--- PROVIDED RECORDS ---
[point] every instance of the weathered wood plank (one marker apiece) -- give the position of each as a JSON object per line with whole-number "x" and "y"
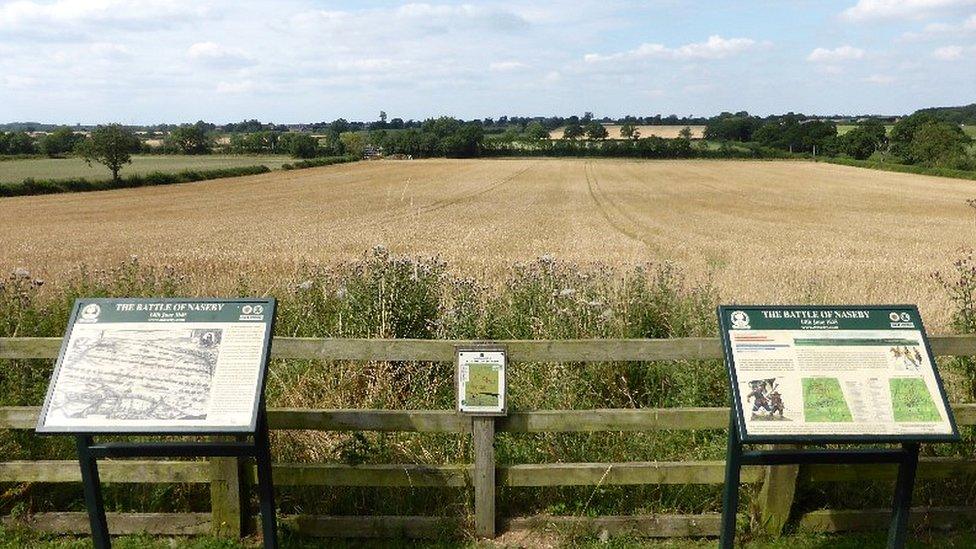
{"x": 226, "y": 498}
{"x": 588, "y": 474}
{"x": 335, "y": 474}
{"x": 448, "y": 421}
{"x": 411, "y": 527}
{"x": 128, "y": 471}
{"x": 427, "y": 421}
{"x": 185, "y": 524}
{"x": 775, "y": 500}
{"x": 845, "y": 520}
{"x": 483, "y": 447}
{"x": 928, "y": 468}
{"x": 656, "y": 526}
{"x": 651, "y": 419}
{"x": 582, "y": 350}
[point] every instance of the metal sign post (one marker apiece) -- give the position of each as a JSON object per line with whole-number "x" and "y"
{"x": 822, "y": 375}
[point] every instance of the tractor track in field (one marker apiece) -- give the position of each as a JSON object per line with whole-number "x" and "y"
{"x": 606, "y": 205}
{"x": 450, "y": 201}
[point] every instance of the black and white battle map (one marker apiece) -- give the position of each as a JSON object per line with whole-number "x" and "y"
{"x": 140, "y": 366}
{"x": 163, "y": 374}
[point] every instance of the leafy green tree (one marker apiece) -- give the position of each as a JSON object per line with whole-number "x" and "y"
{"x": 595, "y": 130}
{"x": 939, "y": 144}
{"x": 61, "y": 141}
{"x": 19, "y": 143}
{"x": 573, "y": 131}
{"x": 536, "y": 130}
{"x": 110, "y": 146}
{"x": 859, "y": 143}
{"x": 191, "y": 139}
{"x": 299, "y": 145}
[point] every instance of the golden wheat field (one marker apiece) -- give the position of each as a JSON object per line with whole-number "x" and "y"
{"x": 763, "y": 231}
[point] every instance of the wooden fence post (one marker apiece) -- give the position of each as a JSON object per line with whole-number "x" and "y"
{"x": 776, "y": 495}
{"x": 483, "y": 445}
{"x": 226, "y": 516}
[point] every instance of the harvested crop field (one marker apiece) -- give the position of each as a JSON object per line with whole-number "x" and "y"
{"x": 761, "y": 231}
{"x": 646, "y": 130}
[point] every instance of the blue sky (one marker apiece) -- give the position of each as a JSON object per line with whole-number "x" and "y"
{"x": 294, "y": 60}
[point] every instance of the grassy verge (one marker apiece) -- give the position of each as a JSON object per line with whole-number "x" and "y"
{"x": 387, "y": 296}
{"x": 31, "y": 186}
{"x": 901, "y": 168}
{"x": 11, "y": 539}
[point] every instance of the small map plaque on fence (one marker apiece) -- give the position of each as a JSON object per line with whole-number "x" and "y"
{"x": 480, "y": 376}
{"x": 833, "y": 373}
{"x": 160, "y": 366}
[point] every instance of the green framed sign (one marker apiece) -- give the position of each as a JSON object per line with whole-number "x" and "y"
---
● GIVEN INSTRUCTION:
Copy out the lines from the line containing "[point] every instance of the golden" to the end of the listing above, without alteration.

● THE RESPONSE:
[point] every instance of the golden wheat field (one marker apiece) -- give the position of each as a JSON object per line with whole-number "x" and "y"
{"x": 763, "y": 231}
[point] every instance of the wooden fence post (one marker apiece) -- give the position of each as a JSON object per line with whole-number "x" and "y"
{"x": 776, "y": 495}
{"x": 483, "y": 445}
{"x": 226, "y": 516}
[point] every instance of the harvested crop field (one marker apiece) -- give the position of each as a JSON object per line with whole-number "x" and "y"
{"x": 761, "y": 231}
{"x": 646, "y": 130}
[point] every instance of the blue sky (one marker apiece) -- give the position of each as a JSON object per line with whole-number "x" and "y"
{"x": 294, "y": 60}
[point] every instance of the grassy verge (one marker apiece) -- give the position of each as a JSON object per line with whole-number "x" and "y"
{"x": 387, "y": 296}
{"x": 31, "y": 186}
{"x": 901, "y": 168}
{"x": 11, "y": 539}
[point] every instance of the small map plaque on fence (one marker apiece) -- give the position of each as a JSON object per line with whole-number "x" and "y"
{"x": 480, "y": 376}
{"x": 833, "y": 373}
{"x": 160, "y": 366}
[point] every instance of the green framed sign (one marker apiece) -- give the position of each as a JSON object per line with whole-number "x" and "y"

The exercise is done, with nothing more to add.